> _TESTO DA ANALIZZARE_

L’argomento dislessia, a torto o a ragione, è sempre più discusso, soprattutto dall’entrata in vigore della famosa legge 170 del 2010. Se prima il tema era indubbiamente sottovalutato, oggi sembrerebbe di essere passati all’estremo opposto arrivando a un eccesso di diagnosi, almeno stando a quanto riportato da alcuni articoli non scientifici o epidemiologici (questi sono alcuni: articolo 1, articolo 2, articolo 3) che purtroppo a distanza di diversi anni hanno ancora molta risonanza in rete.
Ma le cose stanno realmente così?
Se da un lato è plausibile che molte valutazioni diagnostiche vengano condotte in maniera superficiale (vedi qui in cosa consiste una valutazione per sospetto DSA), questa opinione non è sufficiente per affermare che ci sia un eccesso di diagnosi di disturbi specifici dell’apprendimento. Sarebbe opportuno avere a disposizione dei numeri che ci consentano di dire se il numero di casi diagnosticato sia conforme alle attese (che sono molto varie ma di solito oscillano fra il 2,5 e il 3,5% della popolazione), confermando o disconfermando così l’idea sempre più diffusa secondo cui il fenomeno sarebbe sovrastimato.

> _COSA FARE_
Riscrivi il tratto del testo sulla dislessia che va da "Se da un lato" fino a "fenomeno sarebbe sovrastimato.", sostituendo "superficiale" con "sommaria". I record provengono da una fonte diversa.

Voci di dati salvate:
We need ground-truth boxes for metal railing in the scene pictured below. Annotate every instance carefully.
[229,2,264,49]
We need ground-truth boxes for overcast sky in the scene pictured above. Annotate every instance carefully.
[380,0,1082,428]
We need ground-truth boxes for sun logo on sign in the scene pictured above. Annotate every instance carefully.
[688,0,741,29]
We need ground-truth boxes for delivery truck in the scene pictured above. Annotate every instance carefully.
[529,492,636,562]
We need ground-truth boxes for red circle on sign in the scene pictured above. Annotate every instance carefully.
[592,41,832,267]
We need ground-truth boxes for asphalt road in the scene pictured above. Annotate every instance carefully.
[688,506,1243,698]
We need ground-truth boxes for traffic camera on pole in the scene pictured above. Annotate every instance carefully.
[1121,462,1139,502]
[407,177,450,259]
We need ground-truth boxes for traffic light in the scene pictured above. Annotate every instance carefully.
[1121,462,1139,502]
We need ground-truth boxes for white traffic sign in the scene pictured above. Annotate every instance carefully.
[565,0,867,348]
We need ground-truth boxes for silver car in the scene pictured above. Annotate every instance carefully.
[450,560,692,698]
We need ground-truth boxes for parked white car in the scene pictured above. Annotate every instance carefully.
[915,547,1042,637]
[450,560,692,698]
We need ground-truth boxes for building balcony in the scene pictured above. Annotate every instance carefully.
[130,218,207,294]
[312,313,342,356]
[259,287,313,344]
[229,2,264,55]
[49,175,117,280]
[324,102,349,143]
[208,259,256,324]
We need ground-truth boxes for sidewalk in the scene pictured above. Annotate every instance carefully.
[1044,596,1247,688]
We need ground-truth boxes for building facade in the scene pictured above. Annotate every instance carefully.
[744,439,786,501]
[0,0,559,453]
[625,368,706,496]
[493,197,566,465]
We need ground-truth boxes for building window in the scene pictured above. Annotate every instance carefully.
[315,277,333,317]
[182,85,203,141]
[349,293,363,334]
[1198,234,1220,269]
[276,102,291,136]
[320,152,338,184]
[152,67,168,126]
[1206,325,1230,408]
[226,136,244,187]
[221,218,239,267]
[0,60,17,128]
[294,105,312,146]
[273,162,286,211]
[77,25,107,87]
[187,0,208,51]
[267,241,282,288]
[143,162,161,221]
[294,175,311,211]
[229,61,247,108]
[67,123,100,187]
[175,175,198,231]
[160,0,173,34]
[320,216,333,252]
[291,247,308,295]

> _SOLUZIONE_
Se da un lato è plausibile che molte valutazioni diagnostiche vengano condotte in maniera sommaria (vedi qui in cosa consiste una valutazione per sospetto DSA), questa opinione non è sufficiente per affermare che ci sia un eccesso di diagnosi di disturbi specifici dell’apprendimento. Sarebbe opportuno avere a disposizione dei numeri che ci consentano di dire se il numero di casi diagnosticato sia conforme alle attese (che sono molto varie ma di solito oscillano fra il 2,5 e il 3,5% della popolazione), confermando o disconfermando così l’idea sempre più diffusa secondo cui il fenomeno sarebbe sovrastimato.